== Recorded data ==
* * *
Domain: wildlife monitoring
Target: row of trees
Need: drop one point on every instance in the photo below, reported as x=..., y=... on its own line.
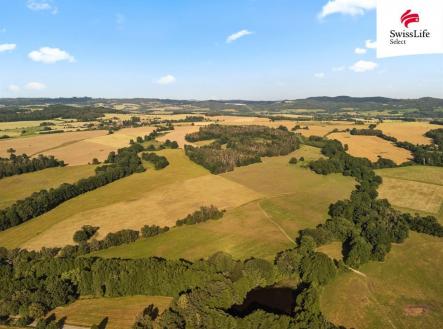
x=158, y=161
x=202, y=215
x=431, y=155
x=365, y=224
x=118, y=165
x=236, y=146
x=20, y=164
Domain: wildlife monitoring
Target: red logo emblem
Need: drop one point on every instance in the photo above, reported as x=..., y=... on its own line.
x=408, y=18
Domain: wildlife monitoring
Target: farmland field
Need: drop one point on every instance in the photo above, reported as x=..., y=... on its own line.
x=412, y=132
x=20, y=186
x=404, y=291
x=120, y=312
x=372, y=147
x=293, y=200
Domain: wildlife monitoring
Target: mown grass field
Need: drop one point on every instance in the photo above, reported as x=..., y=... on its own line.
x=120, y=312
x=402, y=292
x=153, y=197
x=292, y=198
x=372, y=147
x=21, y=186
x=412, y=132
x=413, y=188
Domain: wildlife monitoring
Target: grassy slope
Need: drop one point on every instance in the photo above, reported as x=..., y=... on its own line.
x=121, y=312
x=126, y=189
x=20, y=186
x=251, y=230
x=409, y=280
x=422, y=184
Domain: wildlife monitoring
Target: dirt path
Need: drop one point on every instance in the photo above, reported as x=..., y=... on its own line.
x=276, y=225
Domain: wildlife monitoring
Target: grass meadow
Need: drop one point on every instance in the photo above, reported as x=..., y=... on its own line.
x=404, y=291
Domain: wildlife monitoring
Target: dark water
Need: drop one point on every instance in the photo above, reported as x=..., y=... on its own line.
x=269, y=299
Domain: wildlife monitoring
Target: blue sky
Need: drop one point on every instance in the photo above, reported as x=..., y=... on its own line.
x=201, y=49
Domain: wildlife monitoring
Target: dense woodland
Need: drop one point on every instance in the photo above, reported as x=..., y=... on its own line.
x=236, y=146
x=33, y=283
x=20, y=164
x=118, y=165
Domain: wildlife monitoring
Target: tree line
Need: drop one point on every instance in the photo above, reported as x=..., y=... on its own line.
x=366, y=225
x=236, y=146
x=86, y=113
x=202, y=215
x=118, y=165
x=20, y=164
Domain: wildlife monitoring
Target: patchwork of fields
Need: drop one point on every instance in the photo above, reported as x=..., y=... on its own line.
x=266, y=205
x=404, y=291
x=414, y=189
x=372, y=147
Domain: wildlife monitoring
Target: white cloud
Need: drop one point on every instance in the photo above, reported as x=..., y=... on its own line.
x=237, y=35
x=363, y=66
x=39, y=5
x=338, y=68
x=49, y=55
x=371, y=44
x=120, y=20
x=166, y=80
x=35, y=86
x=360, y=51
x=14, y=88
x=7, y=47
x=347, y=7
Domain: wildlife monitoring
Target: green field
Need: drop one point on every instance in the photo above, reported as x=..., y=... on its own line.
x=20, y=186
x=414, y=189
x=402, y=292
x=124, y=190
x=120, y=312
x=293, y=198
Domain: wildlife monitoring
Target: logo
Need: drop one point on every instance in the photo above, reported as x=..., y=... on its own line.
x=408, y=18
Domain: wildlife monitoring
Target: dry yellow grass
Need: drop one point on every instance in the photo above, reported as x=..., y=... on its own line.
x=412, y=132
x=162, y=206
x=179, y=133
x=412, y=195
x=44, y=143
x=21, y=186
x=22, y=124
x=372, y=147
x=121, y=311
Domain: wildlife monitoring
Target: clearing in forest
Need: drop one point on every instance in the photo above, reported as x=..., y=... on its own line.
x=121, y=312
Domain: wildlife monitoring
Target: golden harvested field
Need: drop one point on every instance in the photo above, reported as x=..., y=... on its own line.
x=21, y=186
x=414, y=188
x=23, y=124
x=412, y=132
x=153, y=197
x=243, y=232
x=413, y=195
x=75, y=148
x=291, y=200
x=404, y=291
x=121, y=312
x=372, y=147
x=178, y=134
x=44, y=143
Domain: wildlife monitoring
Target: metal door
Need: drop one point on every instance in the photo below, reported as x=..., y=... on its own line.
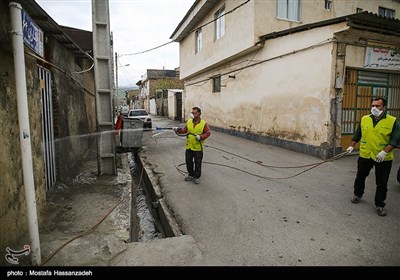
x=178, y=106
x=359, y=88
x=47, y=126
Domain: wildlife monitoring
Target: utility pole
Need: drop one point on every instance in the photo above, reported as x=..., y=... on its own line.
x=106, y=162
x=116, y=82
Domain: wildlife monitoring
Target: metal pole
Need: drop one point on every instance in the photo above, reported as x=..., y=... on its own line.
x=116, y=82
x=24, y=131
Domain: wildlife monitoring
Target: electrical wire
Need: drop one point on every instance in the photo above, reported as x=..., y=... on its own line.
x=167, y=43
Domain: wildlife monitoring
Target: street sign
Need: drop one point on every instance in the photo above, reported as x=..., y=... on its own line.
x=33, y=35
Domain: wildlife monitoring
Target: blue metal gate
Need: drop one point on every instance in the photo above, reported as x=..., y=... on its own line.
x=47, y=126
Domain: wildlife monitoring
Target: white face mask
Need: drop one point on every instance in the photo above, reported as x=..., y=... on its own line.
x=376, y=112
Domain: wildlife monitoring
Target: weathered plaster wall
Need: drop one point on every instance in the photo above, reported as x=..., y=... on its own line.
x=13, y=217
x=71, y=122
x=287, y=96
x=74, y=117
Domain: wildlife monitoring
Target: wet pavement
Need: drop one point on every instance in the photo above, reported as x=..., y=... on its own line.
x=256, y=205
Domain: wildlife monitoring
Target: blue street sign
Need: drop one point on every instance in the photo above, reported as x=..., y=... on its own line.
x=33, y=35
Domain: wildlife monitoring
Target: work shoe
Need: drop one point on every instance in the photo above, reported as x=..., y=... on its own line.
x=380, y=211
x=189, y=178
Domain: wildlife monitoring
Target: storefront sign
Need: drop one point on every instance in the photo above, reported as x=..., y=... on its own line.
x=380, y=58
x=33, y=35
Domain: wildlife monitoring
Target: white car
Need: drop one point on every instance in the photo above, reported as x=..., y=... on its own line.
x=140, y=114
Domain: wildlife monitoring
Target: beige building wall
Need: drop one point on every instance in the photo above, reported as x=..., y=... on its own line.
x=246, y=24
x=293, y=89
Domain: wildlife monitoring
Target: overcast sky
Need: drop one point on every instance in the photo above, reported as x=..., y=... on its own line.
x=137, y=25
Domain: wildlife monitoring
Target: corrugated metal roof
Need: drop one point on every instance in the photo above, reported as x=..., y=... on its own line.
x=194, y=22
x=364, y=20
x=50, y=27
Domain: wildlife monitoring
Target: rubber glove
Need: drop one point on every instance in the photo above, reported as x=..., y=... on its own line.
x=380, y=156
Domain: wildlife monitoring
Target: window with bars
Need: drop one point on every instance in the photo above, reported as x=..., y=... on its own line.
x=217, y=83
x=219, y=23
x=328, y=5
x=199, y=40
x=288, y=9
x=385, y=12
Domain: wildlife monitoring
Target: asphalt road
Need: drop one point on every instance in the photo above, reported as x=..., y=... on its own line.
x=246, y=214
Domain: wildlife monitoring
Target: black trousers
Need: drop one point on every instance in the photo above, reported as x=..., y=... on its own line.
x=382, y=172
x=193, y=162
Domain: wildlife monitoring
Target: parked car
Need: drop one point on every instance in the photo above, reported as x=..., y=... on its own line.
x=141, y=114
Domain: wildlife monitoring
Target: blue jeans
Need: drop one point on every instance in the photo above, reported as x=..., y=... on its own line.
x=193, y=162
x=382, y=172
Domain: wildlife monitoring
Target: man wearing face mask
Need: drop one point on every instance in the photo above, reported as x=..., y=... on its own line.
x=196, y=131
x=378, y=134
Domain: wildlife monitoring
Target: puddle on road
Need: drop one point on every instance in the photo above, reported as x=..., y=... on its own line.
x=145, y=224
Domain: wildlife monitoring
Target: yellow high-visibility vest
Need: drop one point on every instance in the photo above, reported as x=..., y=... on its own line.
x=375, y=139
x=191, y=141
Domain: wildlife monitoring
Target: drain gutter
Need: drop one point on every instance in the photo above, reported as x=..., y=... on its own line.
x=158, y=204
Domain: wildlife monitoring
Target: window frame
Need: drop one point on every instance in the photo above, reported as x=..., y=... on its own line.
x=328, y=5
x=286, y=9
x=219, y=23
x=198, y=40
x=386, y=11
x=216, y=83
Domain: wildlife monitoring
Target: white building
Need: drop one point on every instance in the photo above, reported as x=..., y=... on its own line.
x=297, y=74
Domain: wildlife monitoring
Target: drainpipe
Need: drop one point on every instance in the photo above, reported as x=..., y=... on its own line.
x=24, y=132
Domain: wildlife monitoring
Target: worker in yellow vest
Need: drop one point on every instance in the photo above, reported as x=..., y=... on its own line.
x=378, y=134
x=196, y=131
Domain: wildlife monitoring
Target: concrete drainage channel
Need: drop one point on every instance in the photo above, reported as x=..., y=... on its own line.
x=150, y=217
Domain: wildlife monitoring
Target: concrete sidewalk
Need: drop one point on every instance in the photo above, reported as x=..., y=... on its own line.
x=245, y=214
* * *
== Your objective ==
Where a line of the records holds the word "white", copy that line.

== Finished task ==
Target: white cloud
Target: white face mask
Target: white car
Target: white building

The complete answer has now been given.